* _REQUIRED TASKS_:
1. Reproduce the passage of the forum thread that starts with the words containing "I gotta try" and ends with "not being new.".
2. List every date that appears in the forum thread.

* _GIVEN TEXT_:
==============================
I'd like to buy a new motherboard so that I can overclock my CPU. I have the intel 4670K but my MSI G43 motherboard can't overclock.

How do I pick a motherboard compatible with my CPU that I can overclock with?

Rexxed
May 1, 2010

Dis is amazing!
I gotta try dis!

Booyah- posted:

I'd like to buy a new motherboard so that I can overclock my CPU. I have the intel 4670K but my MSI G43 motherboard can't overclock.

How do I pick a motherboard compatible with my CPU that I can overclock with?

You will need a Z87 or Z97 chipset motherboard. It's difficult to find them new for not-ridiculous prices because they're older and people will often replace motherboards that go bad but usually the CPUs last. Since they're not being produced the new old stock dwindles and prices increase. There are new-ish refurbished ones shipping from china for not totally ridiculous prices if you don't mind taking the chance that it will have a problem and not be easily returnable. You could also buy used on ebay from the US (or wherever you are) which would probably be the best solution for safety against DOA but has the disadvantage of not being new.

These links are all just examples, you don't have to buy any of these specific models but they're all okay brands. I have the same CPU and use an ASUS Z87-A which has been pretty solid for 5 years or so.

New old stock expensive listing:
https://smile.amazon.com/ASUS-Z87-EXPERT-DDR3-1600-Motherboard/dp/B00CY9MPAI/

Claims to be new but shipping from china so probably a refurb:
https://www.ebay.com/itm/MSI-Z97-GA...ecAAOSwSutaIg34

Used (claims to be like new, who knows):
https://www.ebay.com/itm/Asus-Z97-E...I0AAOSwCmRbBkWE

Don't forget a good heatsink if you plan to OC. I used a hyper 212 with my 4670K for a while but eventually moved up to a super huge 140mm phanteks unit.

LRADIKAL
Jun 10, 2001

Fun Shoe
I would suggest not doing that. It's a lot of money for a relatively small gain. What heat sink do you have on there now?

WorldIndustries
Dec 21, 2004

Thank for the advice.

I have a hyper 212 right now.

If the motherboards are that expensive it's probably worth just doing a full CPU and motherboard upgrade together. I was hoping I could just get one for 80 or something.

BIG HEADLINE
Jun 13, 2006

"Stand back, Ottawan ruffian, or face my lumens!"

Booyah- posted:

Thank for the advice.

I have a hyper 212 right now.
==============================
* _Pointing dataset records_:
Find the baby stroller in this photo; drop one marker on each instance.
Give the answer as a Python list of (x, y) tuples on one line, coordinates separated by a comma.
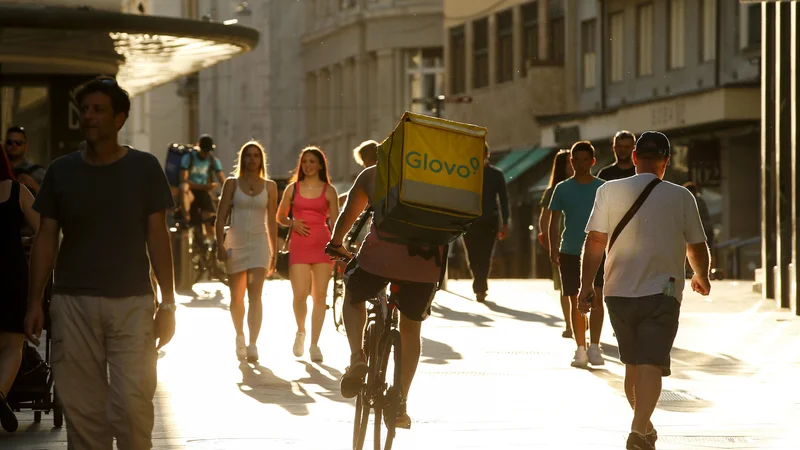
[(33, 388)]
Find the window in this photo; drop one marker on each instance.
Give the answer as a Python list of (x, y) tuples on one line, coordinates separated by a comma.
[(589, 50), (458, 60), (481, 53), (644, 43), (505, 47), (708, 30), (530, 35), (677, 34), (425, 79), (749, 26), (616, 25)]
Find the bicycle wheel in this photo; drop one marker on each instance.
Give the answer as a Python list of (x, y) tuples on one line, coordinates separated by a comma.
[(338, 300), (387, 400), (361, 420)]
==============================
* _SOLVED TASKS_:
1.
I gotta try dis!

Booyah- posted:

I'd like to buy a new motherboard so that I can overclock my CPU. I have the intel 4670K but my MSI G43 motherboard can't overclock.

How do I pick a motherboard compatible with my CPU that I can overclock with?

You will need a Z87 or Z97 chipset motherboard. It's difficult to find them new for not-ridiculous prices because they're older and people will often replace motherboards that go bad but usually the CPUs last. Since they're not being produced the new old stock dwindles and prices increase. There are new-ish refurbished ones shipping from china for not totally ridiculous prices if you don't mind taking the chance that it will have a problem and not be easily returnable. You could also buy used on ebay from the US (or wherever you are) which would probably be the best solution for safety against DOA but has the disadvantage of not being new.

2.
May 1, 2010
Jun 10, 2001
Dec 21, 2004
Jun 13, 2006